Stated goal: Can you retype every record below exactly as written?

Available data:
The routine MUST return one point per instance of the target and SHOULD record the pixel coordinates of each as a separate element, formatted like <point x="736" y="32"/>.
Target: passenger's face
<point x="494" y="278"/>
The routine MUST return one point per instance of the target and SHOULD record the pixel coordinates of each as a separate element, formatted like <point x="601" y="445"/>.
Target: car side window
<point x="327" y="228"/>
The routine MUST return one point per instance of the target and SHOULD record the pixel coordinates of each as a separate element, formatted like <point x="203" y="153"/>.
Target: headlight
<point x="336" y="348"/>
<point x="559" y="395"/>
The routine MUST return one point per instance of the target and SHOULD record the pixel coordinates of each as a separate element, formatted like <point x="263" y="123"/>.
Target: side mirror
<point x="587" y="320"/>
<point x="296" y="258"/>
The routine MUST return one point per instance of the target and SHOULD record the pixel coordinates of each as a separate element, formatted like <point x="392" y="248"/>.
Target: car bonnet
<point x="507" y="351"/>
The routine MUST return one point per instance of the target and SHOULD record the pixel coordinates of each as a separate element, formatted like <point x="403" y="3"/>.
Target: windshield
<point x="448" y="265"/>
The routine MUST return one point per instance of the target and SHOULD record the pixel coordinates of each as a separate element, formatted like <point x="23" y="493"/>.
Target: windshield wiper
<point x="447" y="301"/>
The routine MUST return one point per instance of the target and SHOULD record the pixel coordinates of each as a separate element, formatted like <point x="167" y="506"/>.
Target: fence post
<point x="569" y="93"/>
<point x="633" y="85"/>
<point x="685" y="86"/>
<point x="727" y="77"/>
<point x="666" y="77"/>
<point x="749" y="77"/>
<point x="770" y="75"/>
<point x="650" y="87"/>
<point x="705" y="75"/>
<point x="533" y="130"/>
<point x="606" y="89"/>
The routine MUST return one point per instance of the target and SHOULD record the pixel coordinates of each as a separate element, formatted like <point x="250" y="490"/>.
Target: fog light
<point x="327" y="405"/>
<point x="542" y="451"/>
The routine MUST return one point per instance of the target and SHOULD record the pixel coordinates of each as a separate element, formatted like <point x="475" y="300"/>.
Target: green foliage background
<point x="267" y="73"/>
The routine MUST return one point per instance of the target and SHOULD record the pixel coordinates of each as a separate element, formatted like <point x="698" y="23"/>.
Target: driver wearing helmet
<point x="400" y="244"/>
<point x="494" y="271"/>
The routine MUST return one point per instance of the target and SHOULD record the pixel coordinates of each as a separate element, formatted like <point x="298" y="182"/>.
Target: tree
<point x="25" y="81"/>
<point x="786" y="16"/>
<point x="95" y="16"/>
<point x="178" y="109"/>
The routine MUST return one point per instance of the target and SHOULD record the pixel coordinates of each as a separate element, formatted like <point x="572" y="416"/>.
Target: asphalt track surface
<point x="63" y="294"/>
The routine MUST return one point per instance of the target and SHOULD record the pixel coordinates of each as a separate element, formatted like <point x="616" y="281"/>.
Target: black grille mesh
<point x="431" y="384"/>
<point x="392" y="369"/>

Answer below:
The routine MUST return one point per instance of the target and SHOULD record the pixel coordinates of each as a separate element, formatted like <point x="736" y="32"/>.
Target: passenger's face
<point x="494" y="278"/>
The routine MUST return one point per instance of the target and SHOULD record the pixel coordinates of each as a separate element, formatted like <point x="601" y="445"/>.
Target: car side window
<point x="327" y="228"/>
The routine MUST return one point per instance of the target and SHOULD record the pixel coordinates of each as a separate element, formatted like <point x="203" y="153"/>.
Target: headlight
<point x="336" y="348"/>
<point x="559" y="395"/>
The routine MUST return one point per instance of the target and SHOULD record the pixel coordinates of each as a separate element, formatted like <point x="263" y="123"/>.
Target: side mirror
<point x="587" y="320"/>
<point x="296" y="258"/>
The routine MUST return one point per instance of the target and SHOULD record the pixel coordinates of each as a separate element, formatted like <point x="392" y="248"/>.
Target: car bonnet
<point x="507" y="351"/>
The routine MUST return one point per instance of the target and SHOULD record the pixel coordinates of each as a separate element, formatted like <point x="403" y="3"/>.
Target: windshield
<point x="448" y="265"/>
The routine MUST return one point per instance of the target and SHOULD record the pixel coordinates of each as a separate element, formatted like <point x="23" y="493"/>.
Target: windshield wiper
<point x="447" y="301"/>
The routine MUST return one point per instance of the target and SHOULD record the pixel coordinates of each as a separate element, formatted like <point x="167" y="506"/>.
Target: fence post
<point x="569" y="93"/>
<point x="633" y="85"/>
<point x="685" y="86"/>
<point x="727" y="77"/>
<point x="666" y="77"/>
<point x="749" y="77"/>
<point x="770" y="75"/>
<point x="650" y="87"/>
<point x="705" y="75"/>
<point x="533" y="130"/>
<point x="606" y="89"/>
The routine MUST return one point per instance of the target and SHOULD record the pixel coordinates of each as a separate element, formatted like <point x="250" y="490"/>.
Target: fog light
<point x="327" y="405"/>
<point x="542" y="451"/>
The routine MUST return one point per instance of the target and SHOULD record the pixel coordinates of each as a separate element, formatted like <point x="475" y="300"/>.
Target: green foliage background
<point x="267" y="73"/>
The routine MUST return one point per instance of the target and SHOULD record the pixel coordinates of each as a separate element, formatted like <point x="698" y="23"/>.
Target: driver wearing helmet
<point x="400" y="244"/>
<point x="494" y="271"/>
The routine MUST return one point per instance of the target and SHOULD record the pixel coordinates of each as a separate element, formatted like <point x="298" y="182"/>.
Target: tree
<point x="25" y="81"/>
<point x="786" y="16"/>
<point x="95" y="16"/>
<point x="178" y="109"/>
The routine MUST return one point per instance of the target and SHOULD record the pixel coordinates of each as a separate element, formatted like <point x="572" y="416"/>.
Target: asphalt track surface
<point x="63" y="294"/>
The routine MUST return one point per instance of the target and SHOULD record the pixel coordinates of each as a separate element, formatted like <point x="616" y="281"/>.
Target: black grille mesh
<point x="431" y="384"/>
<point x="392" y="369"/>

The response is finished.